(Stored items)
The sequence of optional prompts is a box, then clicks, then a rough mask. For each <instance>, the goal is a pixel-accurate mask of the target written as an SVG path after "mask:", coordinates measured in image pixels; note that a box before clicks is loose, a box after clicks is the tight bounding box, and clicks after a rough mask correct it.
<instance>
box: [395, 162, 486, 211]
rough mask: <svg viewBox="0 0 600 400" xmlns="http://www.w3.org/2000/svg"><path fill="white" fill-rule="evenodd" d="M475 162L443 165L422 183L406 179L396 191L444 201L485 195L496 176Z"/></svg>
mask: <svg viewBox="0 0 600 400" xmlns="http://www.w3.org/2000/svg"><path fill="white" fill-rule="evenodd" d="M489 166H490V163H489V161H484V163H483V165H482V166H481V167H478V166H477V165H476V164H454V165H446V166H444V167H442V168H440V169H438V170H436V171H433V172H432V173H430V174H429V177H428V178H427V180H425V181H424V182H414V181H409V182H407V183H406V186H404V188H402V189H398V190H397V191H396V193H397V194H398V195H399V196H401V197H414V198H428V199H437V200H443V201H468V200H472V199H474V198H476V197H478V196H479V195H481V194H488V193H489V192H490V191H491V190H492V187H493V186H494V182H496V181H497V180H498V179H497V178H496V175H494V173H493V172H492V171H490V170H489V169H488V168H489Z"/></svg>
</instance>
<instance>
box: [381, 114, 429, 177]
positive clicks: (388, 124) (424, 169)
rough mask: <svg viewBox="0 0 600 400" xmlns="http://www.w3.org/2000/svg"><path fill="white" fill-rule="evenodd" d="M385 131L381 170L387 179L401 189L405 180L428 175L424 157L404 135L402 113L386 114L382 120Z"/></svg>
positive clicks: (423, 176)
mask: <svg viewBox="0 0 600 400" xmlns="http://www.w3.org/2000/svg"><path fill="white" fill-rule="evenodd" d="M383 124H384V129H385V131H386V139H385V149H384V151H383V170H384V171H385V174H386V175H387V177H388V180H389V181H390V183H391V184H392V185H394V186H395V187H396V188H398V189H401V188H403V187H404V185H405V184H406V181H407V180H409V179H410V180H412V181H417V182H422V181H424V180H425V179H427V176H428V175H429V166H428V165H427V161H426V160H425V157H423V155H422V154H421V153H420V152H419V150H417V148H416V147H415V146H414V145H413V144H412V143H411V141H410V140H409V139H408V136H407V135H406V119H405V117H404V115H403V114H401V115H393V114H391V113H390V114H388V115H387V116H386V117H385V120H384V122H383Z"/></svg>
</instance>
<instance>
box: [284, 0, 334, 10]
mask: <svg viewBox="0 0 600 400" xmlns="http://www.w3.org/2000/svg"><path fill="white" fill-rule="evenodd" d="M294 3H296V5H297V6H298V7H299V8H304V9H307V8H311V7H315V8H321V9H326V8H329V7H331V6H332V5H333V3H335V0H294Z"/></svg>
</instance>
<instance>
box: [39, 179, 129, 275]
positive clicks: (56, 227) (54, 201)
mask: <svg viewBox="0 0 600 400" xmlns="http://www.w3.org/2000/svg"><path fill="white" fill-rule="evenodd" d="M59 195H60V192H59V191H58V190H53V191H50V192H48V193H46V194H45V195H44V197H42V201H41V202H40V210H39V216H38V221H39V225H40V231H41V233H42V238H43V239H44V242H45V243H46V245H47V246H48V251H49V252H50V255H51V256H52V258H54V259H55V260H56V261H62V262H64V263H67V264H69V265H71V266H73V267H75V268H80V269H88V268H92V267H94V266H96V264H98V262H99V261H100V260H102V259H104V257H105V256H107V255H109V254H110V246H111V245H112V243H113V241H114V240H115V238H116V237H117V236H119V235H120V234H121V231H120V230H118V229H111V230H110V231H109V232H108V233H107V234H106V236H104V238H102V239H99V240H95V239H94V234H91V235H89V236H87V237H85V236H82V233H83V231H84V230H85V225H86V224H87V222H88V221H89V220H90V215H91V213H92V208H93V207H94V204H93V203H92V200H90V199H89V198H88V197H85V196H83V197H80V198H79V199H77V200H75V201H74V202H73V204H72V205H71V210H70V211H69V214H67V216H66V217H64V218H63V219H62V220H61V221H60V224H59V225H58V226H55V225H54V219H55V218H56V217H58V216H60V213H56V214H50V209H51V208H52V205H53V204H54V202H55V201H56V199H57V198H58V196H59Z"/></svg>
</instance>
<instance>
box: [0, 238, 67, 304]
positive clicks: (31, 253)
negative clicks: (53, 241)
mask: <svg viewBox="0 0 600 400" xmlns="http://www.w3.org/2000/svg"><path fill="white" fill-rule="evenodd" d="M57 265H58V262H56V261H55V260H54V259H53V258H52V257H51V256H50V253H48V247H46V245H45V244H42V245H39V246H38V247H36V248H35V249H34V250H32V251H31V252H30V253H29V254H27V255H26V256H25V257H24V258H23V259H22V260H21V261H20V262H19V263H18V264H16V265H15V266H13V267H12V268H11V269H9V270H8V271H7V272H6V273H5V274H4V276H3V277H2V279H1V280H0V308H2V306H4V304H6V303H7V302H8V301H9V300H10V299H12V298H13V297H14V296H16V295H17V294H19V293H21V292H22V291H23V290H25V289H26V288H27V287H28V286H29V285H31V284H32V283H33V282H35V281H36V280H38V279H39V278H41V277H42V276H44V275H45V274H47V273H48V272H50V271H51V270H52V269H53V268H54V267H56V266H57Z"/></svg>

• _WHAT TO DO_
Set down, exactly as they appear, the line holding "box: [0, 238, 67, 304]" and every line after it until the records end.

• _OUTPUT BELOW_
box: [0, 238, 67, 304]
positive clicks: (31, 253)
negative clicks: (53, 241)
mask: <svg viewBox="0 0 600 400" xmlns="http://www.w3.org/2000/svg"><path fill="white" fill-rule="evenodd" d="M57 265H58V262H56V261H55V260H54V259H53V258H52V257H51V256H50V253H48V247H46V245H45V244H42V245H39V246H38V247H36V248H35V249H34V250H32V251H31V252H30V253H29V254H27V255H26V256H25V257H24V258H23V259H22V260H21V261H20V262H19V263H18V264H16V265H15V266H13V267H12V268H11V269H9V270H8V271H7V272H6V273H5V274H4V276H3V277H2V279H1V280H0V308H2V306H4V304H6V303H7V302H8V301H9V300H10V299H12V298H13V297H14V296H16V295H17V294H19V293H21V292H22V291H23V290H25V289H26V288H27V287H28V286H29V285H31V284H32V283H33V282H35V281H36V280H38V279H39V278H41V277H42V276H44V275H45V274H47V273H48V272H50V271H51V270H52V269H53V268H54V267H56V266H57Z"/></svg>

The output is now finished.